> **Work item**
Condense the paragraph beginning "Hundreds of Liberians are stranded in Ghana" from the article on Liberians stranded in Ghana into a short bulleted list that keeps its main facts.

Hundreds of Liberians are stranded in Ghana, separated from their families because of poverty, fear and logistics. Some are waiting for flights to resume after most airlines cancelled flights to Liberia. Others are having trouble navigating or affording the circuitous route back by bus. Many others feel it's too risky to return home, even if their spouses or children are desperately urging them to.
Ghana, which is still free of Ebola, has become the hub for an intensified international response to the crisis, with the U.N. Mission for Ebola Emergency Response based in Accra. Ghana is one of 14 West African counties seen as being at risk, and authorities have set up at least three Ebola isolation centers across the country in case there is an outbreak.ABC News interviewed a Liberian Christian pastor named Boley:
Boley believes more than 500 Liberians — often jobless, broke and desperate for good news out of their country — are at the Buduburam camp, an unsanitary maze of tin-roofed shacks, tents and other makeshift structures. Many more are said to be sheltering in other parts of Ghana. When he is not walking about idly, Boley sits huddled among other men who talk quietly over cold drinks. In a crowded market in Buduburam's dusty grounds, women sell fresh vegetables, bottled honey and other goods. The area stinks of rotting garbage.

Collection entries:
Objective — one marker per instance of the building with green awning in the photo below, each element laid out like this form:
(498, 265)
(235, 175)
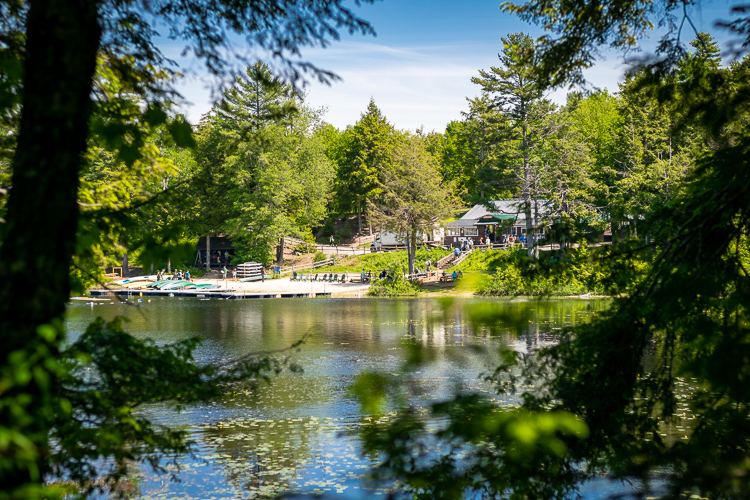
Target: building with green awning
(497, 217)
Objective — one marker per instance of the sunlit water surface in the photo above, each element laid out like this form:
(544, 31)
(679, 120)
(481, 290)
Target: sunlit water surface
(298, 435)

> **Solution for this exercise**
- Hundreds of Liberians are stuck in Ghana, cut off from their families by poverty, fear and logistics.
- Some are waiting for flights to resume, since most airlines cancelled service to Liberia.
- Others struggle to navigate or pay for the roundabout bus route home.
- Many consider returning too risky, even when spouses or children urge them to come back.